Phrase grounding data:
↓↓↓
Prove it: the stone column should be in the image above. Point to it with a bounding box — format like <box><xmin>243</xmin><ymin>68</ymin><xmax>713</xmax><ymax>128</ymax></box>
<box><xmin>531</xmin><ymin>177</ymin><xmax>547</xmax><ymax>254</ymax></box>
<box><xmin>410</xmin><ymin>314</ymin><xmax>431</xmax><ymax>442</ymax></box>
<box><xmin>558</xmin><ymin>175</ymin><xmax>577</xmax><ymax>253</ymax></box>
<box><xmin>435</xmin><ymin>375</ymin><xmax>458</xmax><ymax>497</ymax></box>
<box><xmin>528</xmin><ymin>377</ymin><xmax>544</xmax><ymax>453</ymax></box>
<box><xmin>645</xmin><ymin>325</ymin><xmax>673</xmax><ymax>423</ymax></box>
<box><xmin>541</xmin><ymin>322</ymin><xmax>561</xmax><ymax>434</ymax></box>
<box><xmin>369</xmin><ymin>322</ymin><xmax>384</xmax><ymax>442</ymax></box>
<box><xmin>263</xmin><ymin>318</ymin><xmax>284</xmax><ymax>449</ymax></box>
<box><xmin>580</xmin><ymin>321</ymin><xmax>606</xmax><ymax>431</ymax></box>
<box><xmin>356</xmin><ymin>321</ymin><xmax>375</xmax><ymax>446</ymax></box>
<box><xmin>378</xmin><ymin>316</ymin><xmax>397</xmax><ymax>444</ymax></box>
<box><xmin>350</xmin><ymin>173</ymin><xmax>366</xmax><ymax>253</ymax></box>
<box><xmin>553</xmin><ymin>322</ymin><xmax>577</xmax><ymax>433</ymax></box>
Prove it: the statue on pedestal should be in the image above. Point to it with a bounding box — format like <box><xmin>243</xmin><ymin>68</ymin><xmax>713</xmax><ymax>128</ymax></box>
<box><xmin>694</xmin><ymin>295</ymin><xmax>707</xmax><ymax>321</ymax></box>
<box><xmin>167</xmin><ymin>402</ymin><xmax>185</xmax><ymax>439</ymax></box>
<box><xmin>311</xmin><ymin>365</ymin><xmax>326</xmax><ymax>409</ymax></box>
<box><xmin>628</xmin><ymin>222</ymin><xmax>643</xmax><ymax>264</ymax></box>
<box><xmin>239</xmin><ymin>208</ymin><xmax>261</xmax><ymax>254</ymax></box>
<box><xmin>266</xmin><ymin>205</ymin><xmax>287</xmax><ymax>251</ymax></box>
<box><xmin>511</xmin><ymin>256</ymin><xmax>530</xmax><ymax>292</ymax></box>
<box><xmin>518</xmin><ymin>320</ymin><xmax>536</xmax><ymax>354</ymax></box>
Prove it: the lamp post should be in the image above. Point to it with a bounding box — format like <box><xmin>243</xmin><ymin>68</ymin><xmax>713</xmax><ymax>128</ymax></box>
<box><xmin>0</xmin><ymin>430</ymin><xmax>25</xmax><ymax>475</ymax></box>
↑↑↑
= Problem statement =
Please copy only the lines from the one with "Prove it: the lamp" through the final line of the records above, both ends included.

= Output of the task =
Prove it: the lamp post should be in the image above. Point to it with a bounding box — format like <box><xmin>243</xmin><ymin>68</ymin><xmax>713</xmax><ymax>128</ymax></box>
<box><xmin>0</xmin><ymin>430</ymin><xmax>25</xmax><ymax>475</ymax></box>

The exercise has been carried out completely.